### TASK BRIEF
Could you rewrite the lines below, switching each "positive clicks" to "positive points" and leaving everything else unchanged?

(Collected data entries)
·····

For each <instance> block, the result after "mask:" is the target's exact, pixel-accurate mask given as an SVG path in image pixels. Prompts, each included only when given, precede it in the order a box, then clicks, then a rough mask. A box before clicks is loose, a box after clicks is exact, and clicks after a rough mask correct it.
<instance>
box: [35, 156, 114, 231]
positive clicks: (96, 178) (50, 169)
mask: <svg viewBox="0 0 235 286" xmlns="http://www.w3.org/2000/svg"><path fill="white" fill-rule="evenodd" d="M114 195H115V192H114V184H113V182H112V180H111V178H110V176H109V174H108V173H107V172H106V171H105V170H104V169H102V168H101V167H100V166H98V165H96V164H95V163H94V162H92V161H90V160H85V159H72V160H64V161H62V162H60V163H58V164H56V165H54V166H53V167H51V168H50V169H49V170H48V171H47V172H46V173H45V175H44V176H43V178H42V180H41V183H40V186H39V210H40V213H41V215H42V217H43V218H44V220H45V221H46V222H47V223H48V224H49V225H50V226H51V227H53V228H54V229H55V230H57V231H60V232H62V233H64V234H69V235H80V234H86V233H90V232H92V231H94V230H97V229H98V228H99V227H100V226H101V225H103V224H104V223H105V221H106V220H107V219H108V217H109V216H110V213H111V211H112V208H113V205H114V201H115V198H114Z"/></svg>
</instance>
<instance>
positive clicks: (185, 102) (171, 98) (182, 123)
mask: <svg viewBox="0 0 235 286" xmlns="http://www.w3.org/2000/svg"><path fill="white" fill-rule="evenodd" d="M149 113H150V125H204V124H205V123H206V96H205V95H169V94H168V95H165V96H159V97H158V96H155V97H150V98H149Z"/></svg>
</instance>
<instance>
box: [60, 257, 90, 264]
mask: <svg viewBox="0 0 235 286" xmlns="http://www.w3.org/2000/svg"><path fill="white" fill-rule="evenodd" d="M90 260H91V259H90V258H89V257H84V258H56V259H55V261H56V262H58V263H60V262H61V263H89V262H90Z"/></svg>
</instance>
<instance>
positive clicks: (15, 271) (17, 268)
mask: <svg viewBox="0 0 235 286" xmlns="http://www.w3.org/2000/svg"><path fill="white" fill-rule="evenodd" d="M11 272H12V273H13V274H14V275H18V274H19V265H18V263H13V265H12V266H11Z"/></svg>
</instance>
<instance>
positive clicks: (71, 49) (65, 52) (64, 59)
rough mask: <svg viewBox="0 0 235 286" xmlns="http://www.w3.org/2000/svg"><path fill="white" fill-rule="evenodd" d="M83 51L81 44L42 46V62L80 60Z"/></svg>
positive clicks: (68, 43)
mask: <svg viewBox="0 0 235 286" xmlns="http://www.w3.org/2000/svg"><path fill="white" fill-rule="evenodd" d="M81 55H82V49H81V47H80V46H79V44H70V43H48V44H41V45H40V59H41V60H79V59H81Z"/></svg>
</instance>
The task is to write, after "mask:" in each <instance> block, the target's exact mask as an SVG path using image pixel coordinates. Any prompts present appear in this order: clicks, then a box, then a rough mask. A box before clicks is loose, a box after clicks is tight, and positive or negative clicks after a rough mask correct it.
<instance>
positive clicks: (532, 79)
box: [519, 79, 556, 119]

·····

### TASK ANSWER
For each <instance> block, the result after "mask:" is the target's exact, pixel-accurate mask given as an SVG path in image pixels. Prompts, each included only when given, precede it in the order a box, then clicks, then a rough mask. A box before clicks is loose, a box after clicks is exact, and clicks after a rough mask correct it.
<instance>
box: [35, 156, 114, 231]
positive points: (96, 178) (50, 169)
mask: <svg viewBox="0 0 235 286" xmlns="http://www.w3.org/2000/svg"><path fill="white" fill-rule="evenodd" d="M114 195H115V192H114V184H113V182H112V180H111V178H110V176H109V174H108V173H107V172H106V171H105V170H104V169H102V168H101V167H100V166H98V165H96V164H95V163H94V162H92V161H90V160H85V159H72V160H64V161H62V162H60V163H58V164H56V165H54V166H53V167H51V168H50V169H49V170H48V171H47V172H46V173H45V175H44V176H43V178H42V180H41V183H40V186H39V210H40V213H41V215H42V217H43V218H44V220H45V221H46V222H47V223H48V224H49V225H50V226H51V227H53V228H54V229H55V230H57V231H60V232H62V233H64V234H69V235H80V234H86V233H90V232H92V231H94V230H97V229H98V228H99V227H100V226H101V225H103V224H104V223H105V221H106V220H107V219H108V217H109V216H110V213H111V211H112V208H113V205H114V201H115V198H114Z"/></svg>
</instance>
<instance>
positive points: (185, 102) (171, 98) (182, 123)
mask: <svg viewBox="0 0 235 286" xmlns="http://www.w3.org/2000/svg"><path fill="white" fill-rule="evenodd" d="M149 113H150V125H204V124H205V123H206V96H205V95H169V94H168V95H165V96H159V97H158V96H155V97H150V98H149Z"/></svg>
</instance>
<instance>
box: [60, 257, 90, 264]
mask: <svg viewBox="0 0 235 286" xmlns="http://www.w3.org/2000/svg"><path fill="white" fill-rule="evenodd" d="M90 260H91V259H90V258H89V257H84V258H56V259H55V261H56V262H58V263H60V262H61V263H89V262H90Z"/></svg>
</instance>
<instance>
positive points: (15, 271) (17, 268)
mask: <svg viewBox="0 0 235 286" xmlns="http://www.w3.org/2000/svg"><path fill="white" fill-rule="evenodd" d="M11 272H12V273H13V274H14V275H18V274H19V265H18V263H13V265H12V266H11Z"/></svg>
</instance>
<instance>
positive points: (71, 49) (65, 52) (64, 59)
rough mask: <svg viewBox="0 0 235 286" xmlns="http://www.w3.org/2000/svg"><path fill="white" fill-rule="evenodd" d="M83 51L81 44L42 46V62L80 60Z"/></svg>
positive points: (68, 43)
mask: <svg viewBox="0 0 235 286" xmlns="http://www.w3.org/2000/svg"><path fill="white" fill-rule="evenodd" d="M81 55H82V49H81V47H80V46H79V44H70V43H48V44H41V45H40V59H41V60H79V59H81Z"/></svg>
</instance>
The task is to write, after "mask:" in each <instance> block, the target's exact mask as an SVG path using image pixel coordinates. Any prompts present appear in this order: clicks, then a box, then a rough mask. A box before clicks is loose, a box after clicks is tight, and positive or negative clicks after a rough mask correct it.
<instance>
positive points: (532, 79)
box: [519, 79, 556, 119]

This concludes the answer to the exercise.